Consignes
a) Dites si chaque affirmation concorde avec la critique du « Petit coeur brisé » : (i) Mélaine a onze ans ; (ii) la grand-mère de Mélaine se montrait tendre et présente pour elle ; (iii) Mélaine est recueillie par deux vieilles cousines. Répondez par oui ou non, en citant textuellement les mots décisifs.
b) Poursuivez la critique du « Petit coeur brisé » en enchaînant directement après sa dernière phrase.

Extrait source
★ ★ ★ ★
L01.jpgLe petit coeur brisé

Moka

Ecole des Loisirs

2001

 

On retourne parler d'un livre de l'Ecole des Loisirs mais, oh merveille! celui-là je vais pouvoir vous en parler avec un peu plus d'enthousiasme que les précédents.

Mélaine a onze ans et sa grand-mère, celle qui l'élevait depuis la mort de ses parents dans un accident de voiture, vient de mourir à son tour. La petite fille n'est guère affligée car Clarisse d'Avillon-Faucher n'était guère tendre ni présente pour elle. Tout ce qu'il lui reste désormais de cette aïeule énigmatique, c'est son immense fortune et un mystérieux pendentif en forme de coeur, à moitié cassé. Recueillie par deux vieilles cousines excentriques qui, contrairement à tous, ne la traitent pas comme un panier de linge sale, Mélaine apprend enfin ce que c'est que d'avoir une famille et décide alors en regardant les albums photos d'en savoir un peu plus sur l'histoire de sa grand-mère.
★ ★ ★ ★
(Lignes de données)

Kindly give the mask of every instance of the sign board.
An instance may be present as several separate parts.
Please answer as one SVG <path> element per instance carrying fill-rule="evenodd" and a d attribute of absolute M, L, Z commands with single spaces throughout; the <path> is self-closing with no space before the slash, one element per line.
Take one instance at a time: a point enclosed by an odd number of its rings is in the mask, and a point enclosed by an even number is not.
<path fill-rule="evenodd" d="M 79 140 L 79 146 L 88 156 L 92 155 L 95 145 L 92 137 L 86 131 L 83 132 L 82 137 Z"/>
★ ★ ★ ★
Réponses rédigées
a)
(i) Oui : « Mélaine a onze ans ».
(ii) Non : « Clarisse d'Avillon-Faucher n'était guère tendre ni présente pour elle ».
(iii) Oui : « Recueillie par deux vieilles cousines excentriques ».

b)
C'est joli et c'est drôle. Le petit coeur brisé raconte avec légèreté le poids des secrets de famille et l'histoire d'une petite fille qui apprend à vivre et à s'épanouir tout en découvrant qui elle est et d'où elle vient. J'aime la façon dont Moka écrit, sans pompe et sans pathos, avec un humour discret qui n'empêche pas bon nombre de scènes touchantes. La seule chose que je déplore dans ce roman c'est l'ajout à mon sens superflu d'une intrigue policière qui ne présente aucun intérêt majeur. L'histoire déjà très bien aurait gagné à être plus simple et à se focaliser uniquement sur le secret de famille et sur la relation de Mélaine avec ses tutrices. Ceci dit, Le petit coeur brisé m'a beaucoup touchée et reste malgré la date de sa première parution (2001) d'une fraîcheur et d'une actualité étonnante.